-- Extract provided start --

From owner-freebsd-net@FreeBSD.ORG  Wed Feb  1 10:23:19 2006
Return-Path: <owner-freebsd-net@FreeBSD.ORG>
X-Original-To: freebsd-net@freebsd.org
Delivered-To: freebsd-net@freebsd.org
Received: from mx1.FreeBSD.org (mx1.freebsd.org [216.136.204.125])
	by hub.freebsd.org (Postfix) with ESMTP id EFCF916A422
	for <freebsd-net@freebsd.org>; Wed,  1 Feb 2006 10:23:18 +0000 (GMT)
	(envelope-from andre@freebsd.org)
Received: from c00l3r.networx.ch (c00l3r.networx.ch [62.48.2.2])
	by mx1.FreeBSD.org (Postfix) with ESMTP id EFF8E43D55
	for <freebsd-net@freebsd.org>; Wed,  1 Feb 2006 10:23:16 +0000 (GMT)
	(envelope-from andre@freebsd.org)
Received: (qmail 78007 invoked from network); 1 Feb 2006 10:22:08 -0000
Received: from dotat.atdotat.at (HELO [62.48.0.47]) ([62.48.0.47])
	(envelope-sender <andre@freebsd.org>)
	by c00l3r.networx.ch (qmail-ldap-1.03) with SMTP
	for <grog@FreeBSD.org>; 1 Feb 2006 10:22:08 -0000
Message-ID: <43E08C13.3090904@freebsd.org>
Date: Wed, 01 Feb 2006 11:23:15 +0100
From: Andre Oppermann <andre@freebsd.org>
User-Agent: Mozilla/5.0 (Windows; U; Windows NT 5.0; en-US;
	rv:1.8b) Gecko/20050217
MIME-Version: 1.0
To: Greg 'groggy' Lehey <grog@FreeBSD.org>
References: <20060201012011.GP97116@wantadilla.lemis.com>
In-Reply-To: <20060201012011.GP97116@wantadilla.lemis.com>
Content-Type: text/plain; charset=ISO-8859-1; format=flowed
Content-Transfer-Encoding: 7bit
Cc: freebsd-net@freebsd.org, hackers@freebsd.org
Subject: Re: Van Jacobson's network stack restructure
X-BeenThere: freebsd-net@freebsd.org
X-Mailman-Version: 2.1.5
Precedence: list
List-Id: Networking and TCP/IP with FreeBSD <freebsd-net.freebsd.org>
List-Unsubscribe: <http://lists.freebsd.org/mailman/listinfo/freebsd-net>,
	<mailto:freebsd-net-request@freebsd.org?subject=unsubscribe>
List-Archive: <http://lists.freebsd.org/pipermail/freebsd-net>
List-Post: <mailto:freebsd-net@freebsd.org>
List-Help: <mailto:freebsd-net-request@freebsd.org?subject=help>
List-Subscribe: <http://lists.freebsd.org/mailman/listinfo/freebsd-net>,
	<mailto:freebsd-net-request@freebsd.org?subject=subscribe>
X-List-Received-Date: Wed, 01 Feb 2006 10:23:19 -0000

Greg 'groggy' Lehey wrote:
> Last week, at the Linux.conf.au in Dunedin, Van Jacobson presented
> some slides about work he has been doing rearchitecting the Linux
> network stack.  He claims to have reduced the CPU usage by 80% and
> doubled network throughput (he expects more, but it was limited by
> memory bandwidth).  The approach looks like it would work on FreeBSD
> as well.  I spoke to him and he confirmed.

-- Extract provided end --
-- Data start --

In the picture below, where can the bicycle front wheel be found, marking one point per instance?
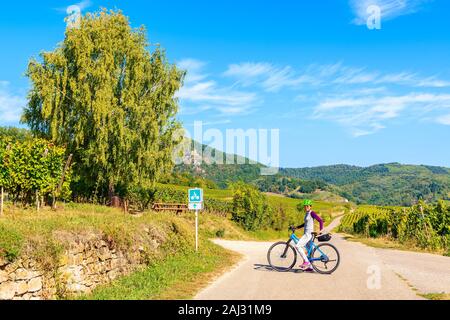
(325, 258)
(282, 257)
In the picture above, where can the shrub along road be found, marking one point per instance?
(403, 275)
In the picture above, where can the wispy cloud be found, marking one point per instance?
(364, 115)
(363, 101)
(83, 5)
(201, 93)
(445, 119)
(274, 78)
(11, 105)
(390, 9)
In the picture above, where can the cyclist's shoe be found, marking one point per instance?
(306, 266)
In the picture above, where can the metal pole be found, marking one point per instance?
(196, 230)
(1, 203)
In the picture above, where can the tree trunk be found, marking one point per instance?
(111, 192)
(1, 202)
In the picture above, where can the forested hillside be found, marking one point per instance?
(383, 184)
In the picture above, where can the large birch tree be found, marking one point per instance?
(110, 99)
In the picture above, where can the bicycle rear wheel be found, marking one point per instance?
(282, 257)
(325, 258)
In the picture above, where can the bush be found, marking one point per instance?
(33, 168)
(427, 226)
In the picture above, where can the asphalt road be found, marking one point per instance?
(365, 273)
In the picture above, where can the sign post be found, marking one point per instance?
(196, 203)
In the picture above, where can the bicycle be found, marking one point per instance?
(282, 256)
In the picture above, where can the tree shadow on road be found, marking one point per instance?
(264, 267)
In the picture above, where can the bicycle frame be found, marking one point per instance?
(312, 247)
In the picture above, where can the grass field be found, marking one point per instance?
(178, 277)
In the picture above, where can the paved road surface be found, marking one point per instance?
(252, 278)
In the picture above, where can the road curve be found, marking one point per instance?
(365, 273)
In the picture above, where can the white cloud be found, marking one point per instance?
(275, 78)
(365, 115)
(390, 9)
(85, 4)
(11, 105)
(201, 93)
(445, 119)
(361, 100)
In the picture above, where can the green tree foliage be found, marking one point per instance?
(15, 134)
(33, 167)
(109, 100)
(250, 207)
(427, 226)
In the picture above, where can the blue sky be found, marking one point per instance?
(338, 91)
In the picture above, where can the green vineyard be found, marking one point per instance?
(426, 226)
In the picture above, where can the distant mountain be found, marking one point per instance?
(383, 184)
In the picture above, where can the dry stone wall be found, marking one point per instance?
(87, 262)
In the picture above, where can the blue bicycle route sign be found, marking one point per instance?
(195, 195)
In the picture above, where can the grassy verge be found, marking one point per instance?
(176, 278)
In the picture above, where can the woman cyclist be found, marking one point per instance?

-- Data end --

**Things to do**
1. Please transcribe the part of the mailing-list message that begins at the words "by hub.freebsd.org (Postfix)" and stops after the words "(envelope-sender <andre@freebsd.org>)".
2. Reproduce unchanged the lines of the entries that begin at the line containing "In the picture above, where can the grassy" and stop after the last line of the entries.

**Solutions for each task**
1.
by hub.freebsd.org (Postfix) with ESMTP id EFCF916A422
	for <freebsd-net@freebsd.org>; Wed,  1 Feb 2006 10:23:18 +0000 (GMT)
	(envelope-from andre@freebsd.org)
Received: from c00l3r.networx.ch (c00l3r.networx.ch [62.48.2.2])
	by mx1.FreeBSD.org (Postfix) with ESMTP id EFF8E43D55
	for <freebsd-net@freebsd.org>; Wed,  1 Feb 2006 10:23:16 +0000 (GMT)
	(envelope-from andre@freebsd.org)
Received: (qmail 78007 invoked from network); 1 Feb 2006 10:22:08 -0000
Received: from dotat.atdotat.at (HELO [62.48.0.47]) ([62.48.0.47])
	(envelope-sender <andre@freebsd.org>)

2.
In the picture above, where can the grassy verge be found, marking one point per instance?
(176, 278)
In the picture above, where can the woman cyclist be found, marking one point per instance?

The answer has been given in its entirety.